(Pointing dataset records)

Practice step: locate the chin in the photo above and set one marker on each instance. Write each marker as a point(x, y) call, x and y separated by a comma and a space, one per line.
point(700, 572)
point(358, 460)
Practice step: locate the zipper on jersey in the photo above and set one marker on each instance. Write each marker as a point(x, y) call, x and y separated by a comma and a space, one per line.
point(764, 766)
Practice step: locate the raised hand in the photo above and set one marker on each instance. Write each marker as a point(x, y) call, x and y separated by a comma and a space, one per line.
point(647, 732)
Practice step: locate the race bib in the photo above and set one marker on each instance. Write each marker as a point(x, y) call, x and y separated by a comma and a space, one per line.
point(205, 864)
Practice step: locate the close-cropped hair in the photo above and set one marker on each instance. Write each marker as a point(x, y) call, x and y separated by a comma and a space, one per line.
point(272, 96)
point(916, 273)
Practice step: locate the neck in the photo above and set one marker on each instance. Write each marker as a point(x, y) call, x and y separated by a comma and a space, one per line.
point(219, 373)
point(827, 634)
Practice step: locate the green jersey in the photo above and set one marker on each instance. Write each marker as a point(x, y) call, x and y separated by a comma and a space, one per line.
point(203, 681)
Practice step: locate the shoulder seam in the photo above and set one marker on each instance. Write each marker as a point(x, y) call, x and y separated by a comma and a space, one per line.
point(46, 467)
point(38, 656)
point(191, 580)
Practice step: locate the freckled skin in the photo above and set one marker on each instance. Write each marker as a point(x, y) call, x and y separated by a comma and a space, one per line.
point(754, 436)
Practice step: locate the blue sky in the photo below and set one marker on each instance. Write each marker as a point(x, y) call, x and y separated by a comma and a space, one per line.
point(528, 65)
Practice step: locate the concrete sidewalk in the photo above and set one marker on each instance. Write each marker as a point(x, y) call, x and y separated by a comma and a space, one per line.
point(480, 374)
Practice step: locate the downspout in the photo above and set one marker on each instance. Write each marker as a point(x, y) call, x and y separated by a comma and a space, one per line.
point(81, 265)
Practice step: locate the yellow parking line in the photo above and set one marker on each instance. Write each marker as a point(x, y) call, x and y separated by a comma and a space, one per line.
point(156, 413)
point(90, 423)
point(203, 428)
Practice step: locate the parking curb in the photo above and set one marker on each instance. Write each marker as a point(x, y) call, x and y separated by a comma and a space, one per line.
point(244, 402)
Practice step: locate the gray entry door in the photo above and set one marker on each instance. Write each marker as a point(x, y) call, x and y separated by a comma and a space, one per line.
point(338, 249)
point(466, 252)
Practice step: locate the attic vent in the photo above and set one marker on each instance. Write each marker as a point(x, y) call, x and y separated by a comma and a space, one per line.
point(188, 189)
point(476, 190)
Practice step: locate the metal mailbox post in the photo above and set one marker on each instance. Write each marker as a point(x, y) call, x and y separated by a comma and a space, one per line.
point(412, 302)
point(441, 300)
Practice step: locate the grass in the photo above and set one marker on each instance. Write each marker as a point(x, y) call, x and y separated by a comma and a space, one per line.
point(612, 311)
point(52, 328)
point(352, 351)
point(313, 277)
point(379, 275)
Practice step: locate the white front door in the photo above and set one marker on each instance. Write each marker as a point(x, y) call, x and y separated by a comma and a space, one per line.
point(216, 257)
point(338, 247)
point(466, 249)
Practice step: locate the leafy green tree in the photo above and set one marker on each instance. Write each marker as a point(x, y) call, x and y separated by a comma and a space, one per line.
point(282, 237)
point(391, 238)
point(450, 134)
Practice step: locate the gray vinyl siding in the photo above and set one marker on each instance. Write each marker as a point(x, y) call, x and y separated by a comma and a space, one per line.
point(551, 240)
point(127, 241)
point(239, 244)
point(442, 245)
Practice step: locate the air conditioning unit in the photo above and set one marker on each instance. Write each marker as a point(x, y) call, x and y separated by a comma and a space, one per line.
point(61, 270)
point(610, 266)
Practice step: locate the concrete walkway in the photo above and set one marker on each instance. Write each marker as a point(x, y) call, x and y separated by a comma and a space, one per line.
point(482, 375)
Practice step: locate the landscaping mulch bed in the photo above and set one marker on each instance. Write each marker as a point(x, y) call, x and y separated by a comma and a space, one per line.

→ **Instructions for the task**: Present every line of the records above as one item in a numbered list, skipping any blank lines.

→ **Exercise output**:
1. Practice step: locate the chin in the photo above and set one marker on each instance. Write each marker as a point(x, y) call, x and y separated by a comma and a space, one per line.
2. point(700, 572)
3. point(358, 460)
4. Practice step: locate the zipper on jersey in the photo above and set one marker on each instance. Write each marker as a point(x, y) call, x and y separated by a comma and a space, one per line.
5. point(764, 766)
6. Practice step: locate the raised hand in the photo above and set one marker on each instance. Write each marker as a point(x, y) call, x and y separated by a comma and a space, one per line.
7. point(647, 732)
8. Practice step: locate the race bib in the photo above and set one marker on each instance. Write each marker as a point(x, y) call, x and y separated by a comma and a space, one per line.
9. point(205, 864)
10. Practice step: locate the close-cropped hair in the photo above and set one marker on each instance. Write each marker as a point(x, y) call, x and y separated by a comma and a space, one per line.
11. point(272, 96)
12. point(916, 273)
13. Practice step: locate the neck in the photo above and set one marker on each instance. Write each marker as a point(x, y) call, x and y separated by a comma and a space, one per line.
14. point(219, 373)
15. point(827, 634)
16. Practice step: locate the green jersey in the photo above and set one marker on each instance. Write each marker as a point(x, y) call, x and y separated by a comma and a space, one per line.
17. point(203, 681)
18. Practice step: locate the shoulder seam in the photo above and set one marker on each instance. Write each marker as a point(x, y) call, x and y separated by a comma and a space, one per line.
19. point(46, 467)
20. point(38, 656)
21. point(191, 580)
22. Practice step: locate the freckled skin in the photo above and set one marker on each instance. Write each marker as a point(x, y) call, x and y separated by a comma and a space, one per line.
23. point(754, 436)
24. Practice step: locate the blue sky in the photo below and set one marker on each instance. Write each marker as a point(x, y) call, x and y separated by a comma and a space, one per line.
25. point(528, 65)
26. Practice step: locate the concrete sidewalk in the photo above and set one marker on each instance. Write each marker as a point(x, y) call, x and y separated by a comma and a space, one per line.
27. point(480, 374)
28. Practice step: locate the downspout in the photo above and set one marker on each instance. Write each marker as a point(x, y) call, x and y separated by a comma and a space, one per line.
29. point(81, 265)
30. Practice step: locate the yellow parking line in the photo above and set one marker on each instance. Write each marker as a point(x, y) call, x and y separated by a comma and a space, one per line.
31. point(156, 413)
32. point(90, 423)
33. point(203, 428)
34. Practice step: locate the parking curb in the photo above and set one marker on each instance. Write each marker as a point(x, y) call, x and y separated by a comma and a space, one per line.
35. point(244, 402)
36. Practice step: locate the gray entry door in the photo above and set one marker on each instance. Write each marker as a point(x, y) call, x and y separated by a comma and a space, one per line.
37. point(338, 249)
38. point(466, 252)
39. Practice step: locate the attic vent in the photo above and set one marker on each instance. Write each marker as a point(x, y) call, x and y separated by a comma and a space, one per line.
40. point(188, 189)
41. point(476, 190)
42. Practice step: locate the metal mailbox post in the photo above and set one marker on each instance. Write each marker as a point(x, y) call, x and y separated by a comma and a space, one per line.
43. point(412, 302)
44. point(441, 300)
45. Practice step: locate the grass in the photo above and set one marker on each instance. Write each marker as a point(x, y) call, x and y separated by a comma and a space, one per line.
46. point(612, 311)
47. point(52, 328)
48. point(352, 351)
49. point(313, 277)
50. point(379, 275)
51. Practice step: locate the white front door in the photo above and set one marker on each instance. Write each marker as a point(x, y) call, x and y separated by a comma and a space, one per line.
52. point(216, 257)
53. point(338, 247)
54. point(466, 249)
55. Practice step: locate the leafy green tree in the photo above and set one marker on each instance. Write each marker as a point(x, y) call, x and y separated by a comma and a space, one per line.
56. point(282, 237)
57. point(391, 238)
58. point(450, 134)
59. Practice step: locate the gray vinyl siding in the photo above and set one marker on each instance. Write each marker as a point(x, y) call, x and y separated by a comma and a space, one per line.
60. point(551, 240)
61. point(127, 241)
62. point(239, 244)
63. point(442, 245)
64. Practice step: locate the air conditioning unit in the photo above and set one marker on each instance. Write each marker as a point(x, y) call, x and y separated by a comma and a space, one per line.
65. point(61, 270)
66. point(610, 266)
67. Practice step: locate the concrete walkway in the photo above and set one marker on each instance. Write each marker as a point(x, y) call, x and y separated by a comma and a space, one per line.
68. point(482, 375)
69. Practice step: locate the landscaping mulch bed in the photo above and set one marker on each instance. Write each marker as a point(x, y) call, x and y separated by a comma and a space, one per line.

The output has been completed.